THE EXERCISE: Lay out every line of the entries below as a JSON list of strings, one string per line, leaving out blank lines.
- - - -
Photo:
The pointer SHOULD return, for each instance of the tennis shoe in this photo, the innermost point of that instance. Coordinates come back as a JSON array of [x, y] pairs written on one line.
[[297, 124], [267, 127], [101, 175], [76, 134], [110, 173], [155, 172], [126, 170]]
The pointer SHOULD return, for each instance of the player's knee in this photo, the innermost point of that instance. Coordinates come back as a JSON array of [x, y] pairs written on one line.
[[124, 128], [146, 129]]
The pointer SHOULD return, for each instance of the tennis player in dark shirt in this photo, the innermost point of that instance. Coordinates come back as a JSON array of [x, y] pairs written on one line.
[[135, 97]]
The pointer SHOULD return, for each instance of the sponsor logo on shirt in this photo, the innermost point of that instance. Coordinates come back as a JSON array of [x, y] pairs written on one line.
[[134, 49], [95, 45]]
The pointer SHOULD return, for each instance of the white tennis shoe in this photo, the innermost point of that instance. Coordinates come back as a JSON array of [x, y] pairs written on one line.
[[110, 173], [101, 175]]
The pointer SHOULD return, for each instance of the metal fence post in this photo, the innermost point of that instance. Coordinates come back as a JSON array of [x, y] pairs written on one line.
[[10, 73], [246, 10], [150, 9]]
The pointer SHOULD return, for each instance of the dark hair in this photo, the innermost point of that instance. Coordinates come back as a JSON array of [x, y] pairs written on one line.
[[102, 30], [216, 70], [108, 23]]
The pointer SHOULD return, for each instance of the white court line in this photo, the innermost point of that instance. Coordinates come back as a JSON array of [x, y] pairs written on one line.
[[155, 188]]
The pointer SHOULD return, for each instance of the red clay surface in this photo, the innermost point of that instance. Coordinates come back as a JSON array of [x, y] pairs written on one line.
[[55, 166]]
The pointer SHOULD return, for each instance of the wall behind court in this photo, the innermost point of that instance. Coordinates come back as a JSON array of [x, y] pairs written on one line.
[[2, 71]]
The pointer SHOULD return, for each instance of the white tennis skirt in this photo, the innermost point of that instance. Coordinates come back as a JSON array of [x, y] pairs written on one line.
- - - -
REPLY:
[
  "Photo:",
  "The pointer SHOULD return, for each instance of the tennis shoe in this photo, the innermost point of that instance. Coordinates come back as a JSON array of [x, y] pairs written on one line.",
  "[[297, 124], [267, 127], [101, 175], [76, 134], [110, 173], [155, 172], [126, 170]]",
  "The pointer SHOULD return, for each instance of the player's knee in this photo, the innermost point of that instance. Coordinates come back as a JSON array of [x, y] pairs written on one line.",
  "[[124, 128], [146, 129]]",
  "The pointer SHOULD return, for each instance of the tennis player in dark shirt in this photo, the innermost point of that instance. Coordinates come back as a JSON array of [x, y] pairs written on one line.",
  "[[135, 97]]",
  "The pointer SHOULD return, for each instance of the sponsor logo on shirt in this photo, the innermost point of that instance. Coordinates come back as a JSON array of [x, y] pairs written on one line.",
  "[[134, 49], [95, 45]]",
  "The pointer SHOULD return, for each instance of the white tennis shoe in this photo, the innermost point of that instance. Coordinates come back as a JSON array of [x, y] pairs written on one line.",
  "[[110, 173], [101, 175]]",
  "The pointer SHOULD return, for each instance of the metal fence post in this photo, the innermost point of that instance. Coordinates come back as a JSON array of [x, y] pairs written on one line.",
  "[[10, 73], [246, 10], [150, 9]]",
  "The pointer SHOULD return, for each instance of the dark hair in this photo, the innermost point of that instance. Coordinates come back as a JSON array of [x, y] pairs written on one line.",
  "[[102, 30], [216, 70], [108, 23]]",
  "The pointer SHOULD return, for each instance of the white court line in this photo, the innermost point of that instance. Coordinates come back as a JSON array of [x, y] pairs written on one line.",
  "[[155, 188]]",
  "The pointer SHOULD return, for each instance of the red clay surface in this photo, the innermost point of that instance. Coordinates come back as a JSON array of [x, y] pairs written on one line.",
  "[[55, 166]]",
  "The pointer SHOULD return, for each instance of the wall behind court in this photo, the innermost point of that instance. Coordinates come back as a JSON array of [x, y] pairs written on one line.",
  "[[2, 71]]",
  "The pointer SHOULD return, for each instance of the white tennis skirt in this photo, the innermost point of that instance. Coordinates come back as a JSON array of [x, y] pairs written on one line."
]